DATA TO USE —
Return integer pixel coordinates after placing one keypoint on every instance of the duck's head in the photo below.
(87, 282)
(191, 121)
...
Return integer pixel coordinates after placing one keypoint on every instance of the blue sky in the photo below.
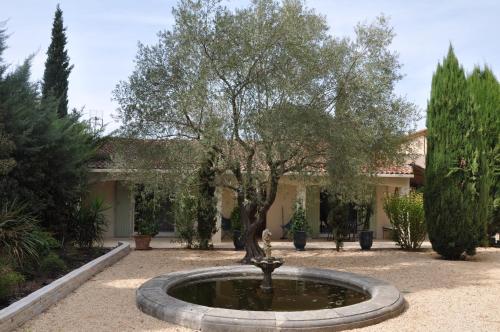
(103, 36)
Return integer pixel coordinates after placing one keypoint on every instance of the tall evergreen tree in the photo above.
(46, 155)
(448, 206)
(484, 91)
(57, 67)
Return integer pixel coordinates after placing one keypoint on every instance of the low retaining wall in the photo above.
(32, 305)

WHAT YOU SHOULD DO — Find every line in the items above that contains the word "after", and copy each of those lines in full.

SOLUTION FOR THIS PROBLEM —
Return integer pixel coordinates after placing one keypoint on every instance of the duck's head in the photo below.
Return integer pixel coordinates after placing one keypoint on every instance of the blue sky in the photo below.
Return integer pixel coordinates after placing one keypoint on every instance of the tall evergreen tree in the photo above.
Return integer pixel coordinates after placing one keypoint on every instance of the low retaining wall in the photo above.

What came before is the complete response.